# What the task requires:
Revise the lines from the beginning through the line containing "(10, 74), (34, 108)" by replacing "elephant tusk" with "ivory tusk", leaving everything else unchanged.

[Dataset excerpt]
○ ○ ○

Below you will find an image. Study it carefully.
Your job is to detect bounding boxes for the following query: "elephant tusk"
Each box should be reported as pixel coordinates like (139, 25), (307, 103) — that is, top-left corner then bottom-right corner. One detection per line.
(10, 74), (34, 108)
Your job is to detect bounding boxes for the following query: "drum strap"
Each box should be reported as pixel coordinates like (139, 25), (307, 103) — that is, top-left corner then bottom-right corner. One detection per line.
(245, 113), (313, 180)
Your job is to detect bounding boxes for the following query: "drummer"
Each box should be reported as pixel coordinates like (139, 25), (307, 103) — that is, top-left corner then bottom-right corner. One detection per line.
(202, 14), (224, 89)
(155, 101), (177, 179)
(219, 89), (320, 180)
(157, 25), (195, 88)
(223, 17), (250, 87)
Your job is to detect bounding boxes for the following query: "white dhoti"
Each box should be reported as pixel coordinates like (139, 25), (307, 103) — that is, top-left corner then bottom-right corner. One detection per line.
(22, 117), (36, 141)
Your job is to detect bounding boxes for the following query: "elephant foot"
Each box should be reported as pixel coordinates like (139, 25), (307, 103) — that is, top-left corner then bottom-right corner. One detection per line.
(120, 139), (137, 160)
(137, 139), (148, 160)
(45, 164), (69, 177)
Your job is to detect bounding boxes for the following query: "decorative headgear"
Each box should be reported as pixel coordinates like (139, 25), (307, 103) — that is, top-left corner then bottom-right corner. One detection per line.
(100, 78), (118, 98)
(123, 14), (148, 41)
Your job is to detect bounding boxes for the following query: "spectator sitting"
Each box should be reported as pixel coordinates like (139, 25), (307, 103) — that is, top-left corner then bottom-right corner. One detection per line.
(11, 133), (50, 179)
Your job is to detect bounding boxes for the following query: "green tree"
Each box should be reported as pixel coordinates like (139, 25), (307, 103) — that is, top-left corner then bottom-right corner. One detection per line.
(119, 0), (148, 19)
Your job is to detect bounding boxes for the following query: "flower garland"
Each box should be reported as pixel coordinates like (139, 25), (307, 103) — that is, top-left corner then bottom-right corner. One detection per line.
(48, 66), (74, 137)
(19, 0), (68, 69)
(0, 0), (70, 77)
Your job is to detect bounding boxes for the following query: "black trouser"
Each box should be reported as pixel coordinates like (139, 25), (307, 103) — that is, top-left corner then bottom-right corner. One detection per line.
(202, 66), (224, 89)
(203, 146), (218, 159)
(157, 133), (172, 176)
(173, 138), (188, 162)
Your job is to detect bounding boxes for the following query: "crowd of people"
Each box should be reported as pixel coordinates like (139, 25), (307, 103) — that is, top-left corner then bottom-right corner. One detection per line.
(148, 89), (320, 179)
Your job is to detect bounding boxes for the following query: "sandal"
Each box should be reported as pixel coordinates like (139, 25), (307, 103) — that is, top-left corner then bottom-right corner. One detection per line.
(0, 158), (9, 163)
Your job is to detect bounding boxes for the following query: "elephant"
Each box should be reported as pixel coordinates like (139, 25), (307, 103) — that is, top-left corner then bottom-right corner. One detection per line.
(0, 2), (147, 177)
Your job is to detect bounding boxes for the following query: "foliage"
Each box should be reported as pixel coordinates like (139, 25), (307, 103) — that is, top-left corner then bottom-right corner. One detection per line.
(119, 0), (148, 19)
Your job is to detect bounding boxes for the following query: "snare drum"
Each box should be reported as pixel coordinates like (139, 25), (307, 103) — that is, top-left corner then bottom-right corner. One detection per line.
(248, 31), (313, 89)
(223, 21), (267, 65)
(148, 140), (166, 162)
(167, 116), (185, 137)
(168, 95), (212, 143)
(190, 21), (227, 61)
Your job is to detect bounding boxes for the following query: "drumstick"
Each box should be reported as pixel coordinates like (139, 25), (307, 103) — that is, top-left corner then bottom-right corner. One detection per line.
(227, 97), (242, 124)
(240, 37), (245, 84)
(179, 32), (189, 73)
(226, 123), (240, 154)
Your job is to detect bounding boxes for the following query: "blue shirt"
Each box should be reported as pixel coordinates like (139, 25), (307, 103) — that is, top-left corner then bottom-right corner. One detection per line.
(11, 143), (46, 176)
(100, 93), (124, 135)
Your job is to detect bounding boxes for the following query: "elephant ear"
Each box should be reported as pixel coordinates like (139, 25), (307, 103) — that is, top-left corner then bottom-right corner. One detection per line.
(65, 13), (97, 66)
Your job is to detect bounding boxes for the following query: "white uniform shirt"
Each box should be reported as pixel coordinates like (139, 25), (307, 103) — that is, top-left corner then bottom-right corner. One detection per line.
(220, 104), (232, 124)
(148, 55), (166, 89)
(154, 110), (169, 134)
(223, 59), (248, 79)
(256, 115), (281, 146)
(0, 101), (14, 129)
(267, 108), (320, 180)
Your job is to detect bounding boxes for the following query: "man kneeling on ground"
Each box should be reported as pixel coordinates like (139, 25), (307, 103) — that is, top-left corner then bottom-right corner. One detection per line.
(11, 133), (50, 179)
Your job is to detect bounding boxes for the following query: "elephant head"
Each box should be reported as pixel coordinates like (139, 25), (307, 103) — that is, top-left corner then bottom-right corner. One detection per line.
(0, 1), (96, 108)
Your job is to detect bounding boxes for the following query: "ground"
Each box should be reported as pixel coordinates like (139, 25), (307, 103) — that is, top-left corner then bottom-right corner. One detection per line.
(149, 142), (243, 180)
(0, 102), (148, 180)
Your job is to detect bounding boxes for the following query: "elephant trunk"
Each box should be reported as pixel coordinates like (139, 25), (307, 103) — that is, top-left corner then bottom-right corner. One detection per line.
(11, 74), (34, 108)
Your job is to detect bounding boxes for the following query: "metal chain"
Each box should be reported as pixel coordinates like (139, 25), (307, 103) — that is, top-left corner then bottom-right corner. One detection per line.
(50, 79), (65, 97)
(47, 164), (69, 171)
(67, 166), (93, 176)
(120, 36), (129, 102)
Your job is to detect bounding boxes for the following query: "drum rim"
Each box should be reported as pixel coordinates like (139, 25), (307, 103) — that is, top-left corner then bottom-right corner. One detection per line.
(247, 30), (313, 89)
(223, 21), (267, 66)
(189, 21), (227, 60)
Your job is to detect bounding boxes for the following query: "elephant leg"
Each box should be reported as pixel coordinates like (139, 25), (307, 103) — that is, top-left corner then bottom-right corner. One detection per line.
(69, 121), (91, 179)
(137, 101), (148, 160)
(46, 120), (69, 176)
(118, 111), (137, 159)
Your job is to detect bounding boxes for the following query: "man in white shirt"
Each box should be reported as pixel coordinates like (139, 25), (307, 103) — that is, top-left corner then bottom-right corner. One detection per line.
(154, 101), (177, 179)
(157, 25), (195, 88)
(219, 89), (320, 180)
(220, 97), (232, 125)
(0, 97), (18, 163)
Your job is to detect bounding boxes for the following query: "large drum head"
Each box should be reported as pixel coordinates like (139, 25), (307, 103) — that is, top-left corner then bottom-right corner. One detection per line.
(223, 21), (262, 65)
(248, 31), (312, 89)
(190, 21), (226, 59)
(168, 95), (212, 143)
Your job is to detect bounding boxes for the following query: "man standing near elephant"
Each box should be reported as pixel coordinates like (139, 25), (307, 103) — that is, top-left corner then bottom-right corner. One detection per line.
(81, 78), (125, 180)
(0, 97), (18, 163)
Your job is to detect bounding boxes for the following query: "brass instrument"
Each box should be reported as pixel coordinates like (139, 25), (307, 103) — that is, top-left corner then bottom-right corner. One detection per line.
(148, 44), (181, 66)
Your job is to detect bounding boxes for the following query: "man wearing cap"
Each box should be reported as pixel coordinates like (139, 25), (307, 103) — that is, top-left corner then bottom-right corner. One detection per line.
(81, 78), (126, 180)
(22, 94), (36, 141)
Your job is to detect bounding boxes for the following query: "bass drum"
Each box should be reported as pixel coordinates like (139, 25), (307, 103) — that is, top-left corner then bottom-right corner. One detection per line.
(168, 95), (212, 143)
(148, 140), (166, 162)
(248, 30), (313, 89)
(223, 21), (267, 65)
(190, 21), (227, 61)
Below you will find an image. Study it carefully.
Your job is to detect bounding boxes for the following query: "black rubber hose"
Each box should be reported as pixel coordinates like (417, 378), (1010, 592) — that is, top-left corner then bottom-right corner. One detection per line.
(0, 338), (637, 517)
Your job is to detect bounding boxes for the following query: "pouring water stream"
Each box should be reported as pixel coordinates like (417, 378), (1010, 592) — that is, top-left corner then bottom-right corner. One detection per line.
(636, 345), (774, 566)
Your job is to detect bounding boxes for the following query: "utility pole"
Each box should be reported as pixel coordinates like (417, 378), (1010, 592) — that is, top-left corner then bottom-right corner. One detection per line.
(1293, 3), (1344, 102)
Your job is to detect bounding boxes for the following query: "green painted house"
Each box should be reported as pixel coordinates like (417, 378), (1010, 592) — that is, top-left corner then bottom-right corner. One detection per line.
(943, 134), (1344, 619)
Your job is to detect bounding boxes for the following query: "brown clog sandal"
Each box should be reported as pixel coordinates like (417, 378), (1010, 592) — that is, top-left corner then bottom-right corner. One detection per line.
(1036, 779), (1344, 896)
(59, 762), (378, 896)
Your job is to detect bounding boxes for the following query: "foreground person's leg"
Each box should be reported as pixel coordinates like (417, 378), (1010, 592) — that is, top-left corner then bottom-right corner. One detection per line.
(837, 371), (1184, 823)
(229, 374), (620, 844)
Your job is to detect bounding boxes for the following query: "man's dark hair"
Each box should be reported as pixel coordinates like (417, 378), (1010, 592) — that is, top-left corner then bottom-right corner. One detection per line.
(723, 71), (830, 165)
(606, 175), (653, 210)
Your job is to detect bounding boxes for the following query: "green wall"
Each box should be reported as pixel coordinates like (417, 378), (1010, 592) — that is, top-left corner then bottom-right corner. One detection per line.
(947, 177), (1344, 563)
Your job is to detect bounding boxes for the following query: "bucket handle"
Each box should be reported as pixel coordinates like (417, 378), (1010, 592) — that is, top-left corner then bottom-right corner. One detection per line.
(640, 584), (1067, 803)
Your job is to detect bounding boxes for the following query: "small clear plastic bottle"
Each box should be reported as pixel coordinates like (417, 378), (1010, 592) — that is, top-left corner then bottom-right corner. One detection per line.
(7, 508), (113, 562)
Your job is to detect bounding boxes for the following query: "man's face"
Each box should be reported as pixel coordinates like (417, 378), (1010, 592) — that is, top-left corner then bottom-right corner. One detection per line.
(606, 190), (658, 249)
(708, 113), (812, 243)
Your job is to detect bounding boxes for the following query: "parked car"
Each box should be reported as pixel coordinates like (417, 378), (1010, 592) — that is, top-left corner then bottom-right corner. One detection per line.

○ ○ ○

# Answer to this task:
Below you will find an image. Study it carefully.
Your job is to detect bounding boxes for the following query: "ivory tusk"
Each box should be reported as pixel coordinates like (139, 25), (307, 103) — that is, top-left corner then bottom-right corner. One detection per line.
(10, 74), (34, 108)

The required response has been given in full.